**TASK 1**
In the passage on the climbing rail and gang form, what maintains the fastening state between the base 210 and the moving frame 240?

**SELECTED PASSAGE**
Accordingly, when the climbing rail 30 moves while being connected
to the shoe 300, only the convex-type screw heads 3312 and 3322 are
exposed in minimum to ensure stable movement of the climbing rail
without shaking due to the locking. Accordingly, when the climbing
rail 30 is connected to the shoe 300 only the convex lens-shaped
screw heads 3312 and 3322 are at least exposed, thereby ensuring
stable movement of the climbing rail without shaking due to the
locking.
[0072] Meanwhile, the gang form 200 is provided in a form that is
movable forward and backward in the upper part of the cage 100, and
includes: a base 210 assembled in a slidable form with the frame 10
in the lower part thereof; a moving frame 240 assembled with the
frame 10 in a vertical direction; and an inclined support strut 250
which maintains the fastening state between the base 210 and the
moving frame 240.

Rows from a pointing dataset
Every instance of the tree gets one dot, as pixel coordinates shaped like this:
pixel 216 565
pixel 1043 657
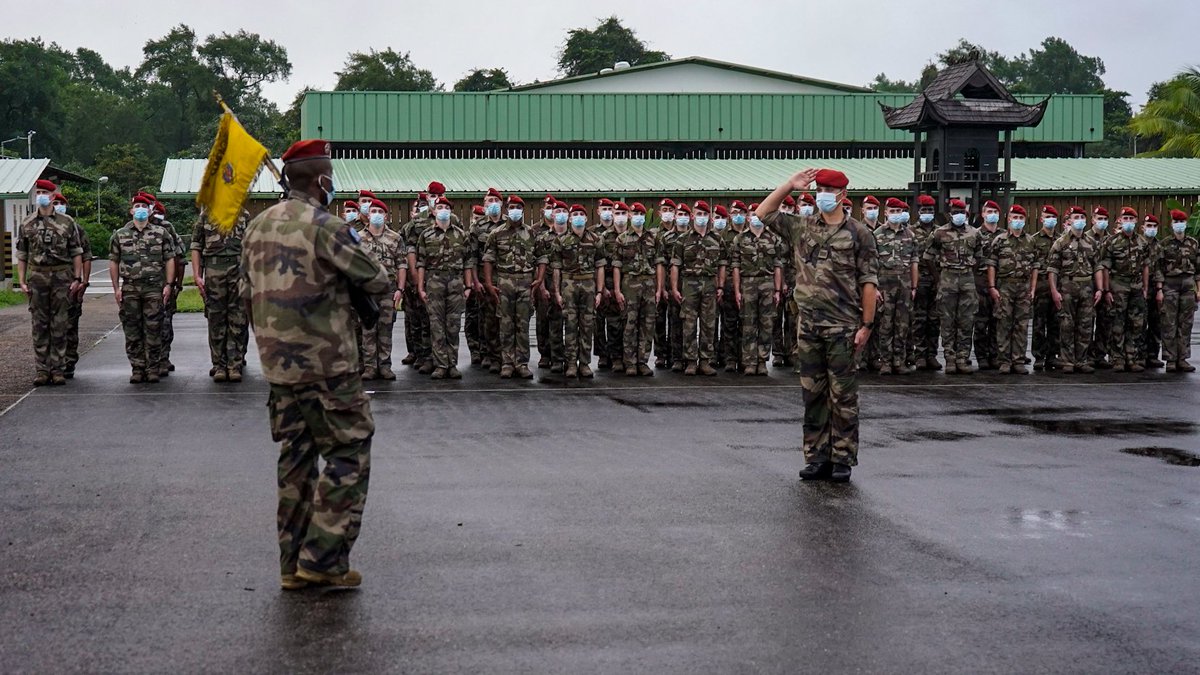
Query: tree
pixel 1173 119
pixel 588 51
pixel 480 79
pixel 384 71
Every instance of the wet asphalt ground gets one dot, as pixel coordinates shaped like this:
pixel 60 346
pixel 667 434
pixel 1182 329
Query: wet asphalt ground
pixel 996 524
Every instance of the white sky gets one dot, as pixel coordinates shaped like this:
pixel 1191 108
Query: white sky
pixel 844 41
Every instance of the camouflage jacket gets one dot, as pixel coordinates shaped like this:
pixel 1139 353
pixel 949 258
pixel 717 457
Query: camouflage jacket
pixel 298 263
pixel 832 266
pixel 697 255
pixel 636 252
pixel 897 249
pixel 448 250
pixel 48 240
pixel 577 254
pixel 756 256
pixel 955 249
pixel 1073 257
pixel 1125 257
pixel 142 252
pixel 1014 256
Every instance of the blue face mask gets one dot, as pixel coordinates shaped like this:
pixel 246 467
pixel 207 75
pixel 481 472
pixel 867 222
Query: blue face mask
pixel 827 202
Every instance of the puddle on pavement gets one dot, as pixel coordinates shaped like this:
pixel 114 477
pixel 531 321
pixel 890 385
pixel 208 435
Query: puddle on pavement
pixel 1170 455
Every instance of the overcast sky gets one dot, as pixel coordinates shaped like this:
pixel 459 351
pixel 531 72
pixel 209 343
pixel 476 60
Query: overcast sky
pixel 844 41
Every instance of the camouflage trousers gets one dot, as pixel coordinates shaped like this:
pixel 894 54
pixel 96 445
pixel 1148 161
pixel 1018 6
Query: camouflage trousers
pixel 759 311
pixel 1012 320
pixel 699 317
pixel 893 320
pixel 1128 321
pixel 142 322
pixel 984 326
pixel 925 320
pixel 226 312
pixel 321 512
pixel 1075 320
pixel 49 308
pixel 1179 311
pixel 579 318
pixel 641 312
pixel 957 302
pixel 514 317
pixel 445 303
pixel 829 383
pixel 377 340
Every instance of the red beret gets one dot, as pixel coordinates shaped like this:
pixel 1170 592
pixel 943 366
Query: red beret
pixel 301 150
pixel 831 178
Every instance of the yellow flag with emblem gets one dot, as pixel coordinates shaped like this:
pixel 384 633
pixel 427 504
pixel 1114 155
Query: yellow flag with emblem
pixel 234 162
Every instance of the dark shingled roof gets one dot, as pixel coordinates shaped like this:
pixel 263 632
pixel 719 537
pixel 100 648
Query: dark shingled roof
pixel 964 95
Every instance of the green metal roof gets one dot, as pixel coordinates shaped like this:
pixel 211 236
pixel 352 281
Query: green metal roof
pixel 395 117
pixel 396 178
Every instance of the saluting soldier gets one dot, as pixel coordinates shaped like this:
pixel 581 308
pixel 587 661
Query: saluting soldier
pixel 216 261
pixel 445 278
pixel 1179 262
pixel 1075 286
pixel 756 257
pixel 142 268
pixel 1013 267
pixel 637 279
pixel 49 270
pixel 697 281
pixel 957 249
pixel 897 251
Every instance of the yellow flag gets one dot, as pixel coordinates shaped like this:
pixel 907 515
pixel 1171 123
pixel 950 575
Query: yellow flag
pixel 234 163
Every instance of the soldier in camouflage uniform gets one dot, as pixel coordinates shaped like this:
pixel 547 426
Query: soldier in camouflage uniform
pixel 298 267
pixel 985 315
pixel 697 280
pixel 49 269
pixel 1013 267
pixel 76 296
pixel 637 278
pixel 957 249
pixel 1176 280
pixel 215 267
pixel 509 275
pixel 1075 284
pixel 898 274
pixel 1045 315
pixel 925 318
pixel 389 250
pixel 142 268
pixel 835 287
pixel 445 280
pixel 756 257
pixel 579 267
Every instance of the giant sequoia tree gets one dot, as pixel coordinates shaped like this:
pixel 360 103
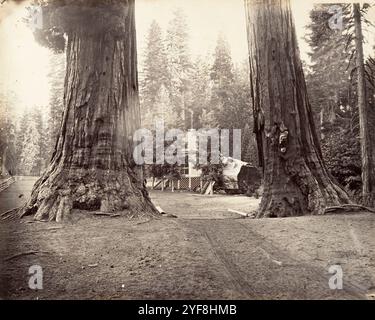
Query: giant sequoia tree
pixel 91 167
pixel 296 181
pixel 368 173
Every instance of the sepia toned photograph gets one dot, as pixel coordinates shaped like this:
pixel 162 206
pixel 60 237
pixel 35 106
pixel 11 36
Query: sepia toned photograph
pixel 211 150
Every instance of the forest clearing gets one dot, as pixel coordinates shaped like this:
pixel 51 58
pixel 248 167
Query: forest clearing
pixel 204 253
pixel 201 149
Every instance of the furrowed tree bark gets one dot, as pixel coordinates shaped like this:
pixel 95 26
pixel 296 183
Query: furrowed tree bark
pixel 368 174
pixel 296 181
pixel 92 168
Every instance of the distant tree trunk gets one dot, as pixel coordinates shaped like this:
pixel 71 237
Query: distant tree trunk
pixel 296 182
pixel 368 177
pixel 92 167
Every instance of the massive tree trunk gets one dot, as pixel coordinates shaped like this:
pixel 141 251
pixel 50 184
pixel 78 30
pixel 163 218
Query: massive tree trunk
pixel 92 167
pixel 296 181
pixel 368 176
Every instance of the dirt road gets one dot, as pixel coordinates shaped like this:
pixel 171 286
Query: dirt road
pixel 205 253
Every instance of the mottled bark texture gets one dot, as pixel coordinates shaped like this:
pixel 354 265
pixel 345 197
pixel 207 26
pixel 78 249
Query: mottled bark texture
pixel 92 166
pixel 368 173
pixel 296 181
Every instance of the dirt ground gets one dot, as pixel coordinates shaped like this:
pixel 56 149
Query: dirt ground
pixel 206 252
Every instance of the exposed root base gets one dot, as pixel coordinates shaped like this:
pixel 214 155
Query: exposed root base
pixel 55 196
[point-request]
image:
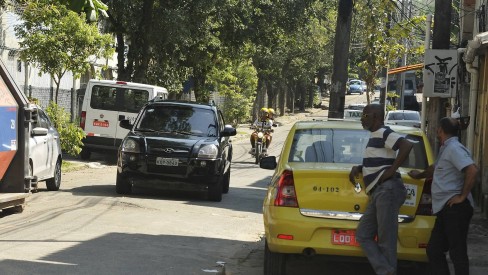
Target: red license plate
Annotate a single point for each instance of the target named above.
(344, 237)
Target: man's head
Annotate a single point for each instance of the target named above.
(448, 127)
(373, 117)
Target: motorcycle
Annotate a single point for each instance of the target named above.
(260, 139)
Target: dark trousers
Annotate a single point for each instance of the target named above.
(450, 233)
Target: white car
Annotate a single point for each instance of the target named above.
(45, 155)
(403, 117)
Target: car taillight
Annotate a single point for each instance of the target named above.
(425, 203)
(286, 195)
(83, 120)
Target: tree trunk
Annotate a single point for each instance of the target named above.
(144, 41)
(440, 40)
(341, 56)
(282, 100)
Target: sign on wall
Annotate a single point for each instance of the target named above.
(8, 130)
(440, 73)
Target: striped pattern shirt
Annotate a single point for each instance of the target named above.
(379, 155)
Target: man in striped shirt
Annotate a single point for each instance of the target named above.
(385, 189)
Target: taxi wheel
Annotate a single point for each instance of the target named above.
(274, 263)
(226, 183)
(53, 183)
(122, 186)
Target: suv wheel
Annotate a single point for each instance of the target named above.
(53, 183)
(226, 182)
(215, 190)
(122, 185)
(274, 263)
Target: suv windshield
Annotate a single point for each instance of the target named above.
(178, 119)
(345, 146)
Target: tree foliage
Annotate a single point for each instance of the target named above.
(58, 40)
(384, 40)
(69, 132)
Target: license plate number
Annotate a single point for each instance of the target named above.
(344, 237)
(166, 161)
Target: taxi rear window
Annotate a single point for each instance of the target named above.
(345, 146)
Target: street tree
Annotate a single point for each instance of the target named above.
(93, 9)
(58, 40)
(381, 38)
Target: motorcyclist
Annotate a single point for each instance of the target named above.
(263, 121)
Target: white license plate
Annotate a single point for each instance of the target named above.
(166, 161)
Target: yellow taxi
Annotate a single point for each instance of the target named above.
(312, 208)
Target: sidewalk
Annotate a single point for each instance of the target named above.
(478, 244)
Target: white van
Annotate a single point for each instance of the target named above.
(106, 102)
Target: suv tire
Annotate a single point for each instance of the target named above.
(226, 182)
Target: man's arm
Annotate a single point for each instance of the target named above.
(427, 173)
(470, 173)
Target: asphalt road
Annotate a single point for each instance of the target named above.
(86, 228)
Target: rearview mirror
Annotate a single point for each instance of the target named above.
(268, 163)
(125, 123)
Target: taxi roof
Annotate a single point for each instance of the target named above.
(348, 124)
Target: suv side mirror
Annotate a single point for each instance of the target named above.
(228, 131)
(125, 123)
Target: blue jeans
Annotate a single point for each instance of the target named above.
(450, 233)
(381, 219)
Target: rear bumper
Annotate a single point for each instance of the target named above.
(316, 233)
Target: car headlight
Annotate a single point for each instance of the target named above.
(131, 146)
(208, 151)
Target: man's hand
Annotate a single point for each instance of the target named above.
(355, 171)
(389, 173)
(415, 174)
(455, 200)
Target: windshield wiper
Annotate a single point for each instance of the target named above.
(144, 130)
(182, 133)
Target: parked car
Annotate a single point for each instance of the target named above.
(45, 155)
(356, 86)
(105, 103)
(178, 146)
(311, 207)
(403, 117)
(356, 106)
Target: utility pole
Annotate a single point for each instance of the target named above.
(341, 57)
(441, 40)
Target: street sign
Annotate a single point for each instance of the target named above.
(440, 73)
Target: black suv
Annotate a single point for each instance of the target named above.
(177, 146)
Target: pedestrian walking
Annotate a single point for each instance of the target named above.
(454, 174)
(385, 189)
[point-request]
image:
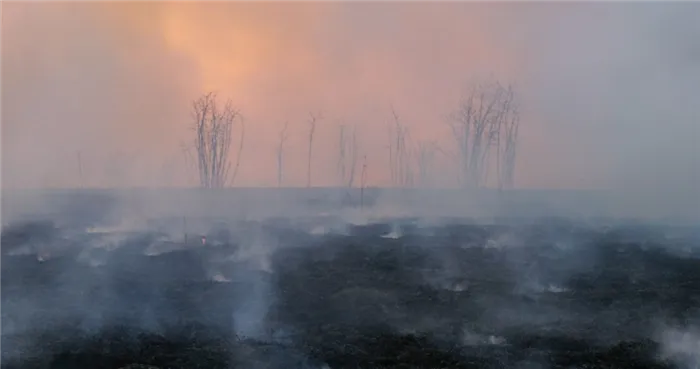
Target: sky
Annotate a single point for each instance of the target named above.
(100, 93)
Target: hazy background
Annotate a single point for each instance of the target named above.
(610, 92)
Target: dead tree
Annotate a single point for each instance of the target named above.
(478, 127)
(280, 153)
(400, 167)
(425, 159)
(312, 129)
(509, 150)
(347, 156)
(214, 131)
(363, 181)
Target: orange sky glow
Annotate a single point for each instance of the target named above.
(115, 81)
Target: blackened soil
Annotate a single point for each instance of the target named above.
(554, 295)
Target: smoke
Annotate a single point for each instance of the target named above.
(606, 89)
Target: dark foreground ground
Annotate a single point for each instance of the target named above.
(550, 294)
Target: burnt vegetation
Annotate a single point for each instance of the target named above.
(549, 295)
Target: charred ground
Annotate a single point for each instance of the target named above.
(545, 294)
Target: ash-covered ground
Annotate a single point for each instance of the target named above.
(325, 292)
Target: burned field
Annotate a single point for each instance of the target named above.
(546, 294)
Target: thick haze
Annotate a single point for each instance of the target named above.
(610, 92)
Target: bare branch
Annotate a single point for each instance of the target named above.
(280, 153)
(213, 134)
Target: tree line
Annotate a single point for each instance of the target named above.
(484, 126)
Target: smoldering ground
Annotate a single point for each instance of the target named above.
(385, 292)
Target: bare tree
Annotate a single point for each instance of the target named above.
(214, 130)
(363, 181)
(478, 126)
(400, 167)
(347, 155)
(312, 129)
(509, 145)
(425, 158)
(280, 153)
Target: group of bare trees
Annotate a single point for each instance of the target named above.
(214, 126)
(485, 124)
(485, 127)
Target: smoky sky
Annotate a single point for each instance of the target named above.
(609, 91)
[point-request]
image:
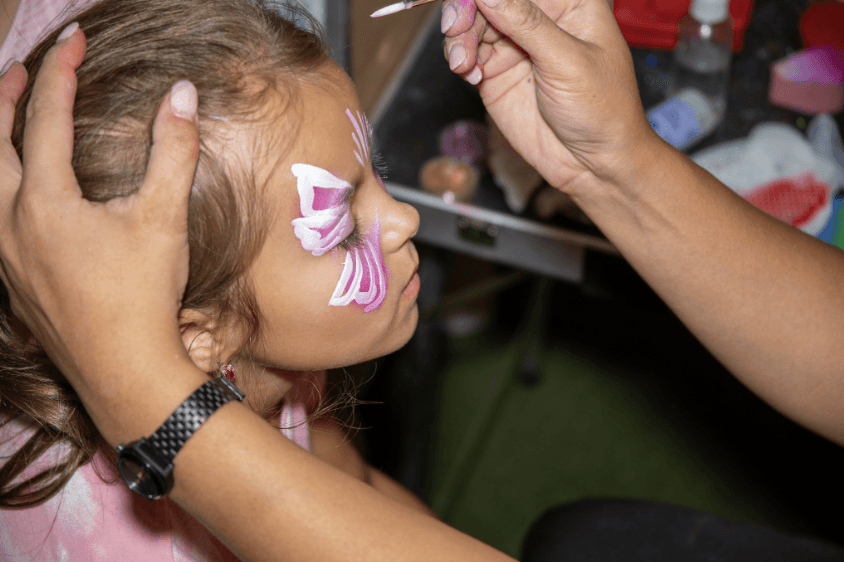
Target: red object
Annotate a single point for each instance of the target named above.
(823, 24)
(653, 24)
(795, 200)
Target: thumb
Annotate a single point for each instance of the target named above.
(524, 23)
(174, 154)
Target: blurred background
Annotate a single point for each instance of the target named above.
(544, 370)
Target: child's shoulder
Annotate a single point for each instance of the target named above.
(96, 517)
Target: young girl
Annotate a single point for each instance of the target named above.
(299, 260)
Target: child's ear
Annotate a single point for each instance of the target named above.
(201, 339)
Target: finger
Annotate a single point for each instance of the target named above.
(174, 155)
(11, 86)
(461, 51)
(48, 136)
(528, 27)
(458, 16)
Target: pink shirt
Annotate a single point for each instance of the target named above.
(95, 519)
(34, 20)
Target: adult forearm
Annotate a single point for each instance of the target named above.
(762, 296)
(263, 496)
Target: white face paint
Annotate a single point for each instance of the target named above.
(364, 277)
(326, 222)
(324, 203)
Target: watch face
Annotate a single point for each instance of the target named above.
(139, 477)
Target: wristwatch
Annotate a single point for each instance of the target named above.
(146, 465)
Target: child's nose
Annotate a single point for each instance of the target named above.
(398, 225)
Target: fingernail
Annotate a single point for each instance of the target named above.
(183, 100)
(67, 32)
(474, 77)
(6, 66)
(449, 17)
(456, 56)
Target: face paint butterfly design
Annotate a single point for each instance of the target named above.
(324, 204)
(361, 136)
(326, 222)
(364, 277)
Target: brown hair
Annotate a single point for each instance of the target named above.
(239, 54)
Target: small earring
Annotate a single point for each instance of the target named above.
(227, 371)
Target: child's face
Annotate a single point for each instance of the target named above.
(336, 279)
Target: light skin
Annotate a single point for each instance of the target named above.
(744, 283)
(293, 287)
(300, 331)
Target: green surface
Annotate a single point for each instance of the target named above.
(587, 429)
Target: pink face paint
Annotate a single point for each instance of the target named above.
(361, 136)
(364, 277)
(324, 204)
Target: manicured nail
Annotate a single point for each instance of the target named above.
(449, 17)
(6, 66)
(474, 77)
(183, 100)
(67, 32)
(456, 56)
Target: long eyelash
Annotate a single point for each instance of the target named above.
(380, 164)
(354, 240)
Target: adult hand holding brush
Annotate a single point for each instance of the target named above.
(557, 77)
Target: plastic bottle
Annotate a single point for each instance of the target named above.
(700, 75)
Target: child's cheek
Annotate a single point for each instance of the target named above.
(364, 277)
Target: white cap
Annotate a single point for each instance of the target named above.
(710, 11)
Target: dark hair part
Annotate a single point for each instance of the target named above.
(240, 55)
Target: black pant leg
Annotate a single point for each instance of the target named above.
(615, 530)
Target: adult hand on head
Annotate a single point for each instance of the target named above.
(557, 77)
(92, 281)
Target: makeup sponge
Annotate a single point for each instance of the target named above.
(810, 81)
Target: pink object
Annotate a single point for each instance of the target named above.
(324, 204)
(362, 137)
(810, 81)
(34, 20)
(364, 277)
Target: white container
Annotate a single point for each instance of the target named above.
(684, 119)
(703, 53)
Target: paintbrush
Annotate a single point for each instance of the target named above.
(398, 7)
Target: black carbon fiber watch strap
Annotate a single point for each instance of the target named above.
(191, 414)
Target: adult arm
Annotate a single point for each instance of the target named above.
(104, 304)
(762, 296)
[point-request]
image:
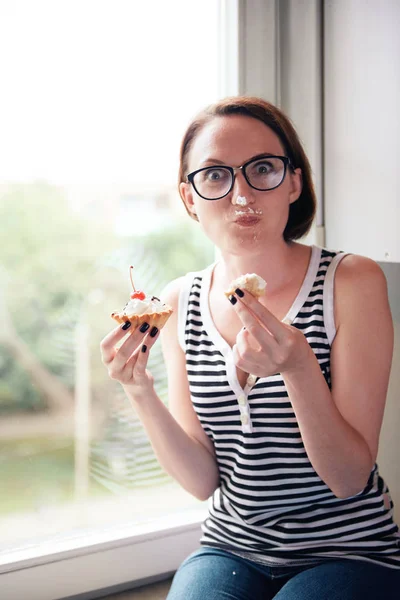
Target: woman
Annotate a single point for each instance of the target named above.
(276, 404)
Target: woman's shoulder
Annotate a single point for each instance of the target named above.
(360, 285)
(355, 270)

**TASK 2**
Repeat lines from the records verbatim, starting at the line that contains "Every instance of the white" and stopping after the line that contains "pixel 1014 256".

**WRITTEN REPLY 1**
An inclined support strut 250.

**WRITTEN REPLY 2**
Every instance of the white sky gets one dot, as pixel coordinates shaped like this:
pixel 1191 108
Query: white sky
pixel 844 41
Every instance of the camouflage jacket gets one dot, as pixel coordinates shaped like this:
pixel 1139 353
pixel 949 258
pixel 717 457
Query: camouflage jacket
pixel 298 263
pixel 832 266
pixel 697 255
pixel 636 252
pixel 897 249
pixel 448 250
pixel 48 240
pixel 577 254
pixel 756 256
pixel 955 249
pixel 1073 257
pixel 1125 257
pixel 142 252
pixel 1014 256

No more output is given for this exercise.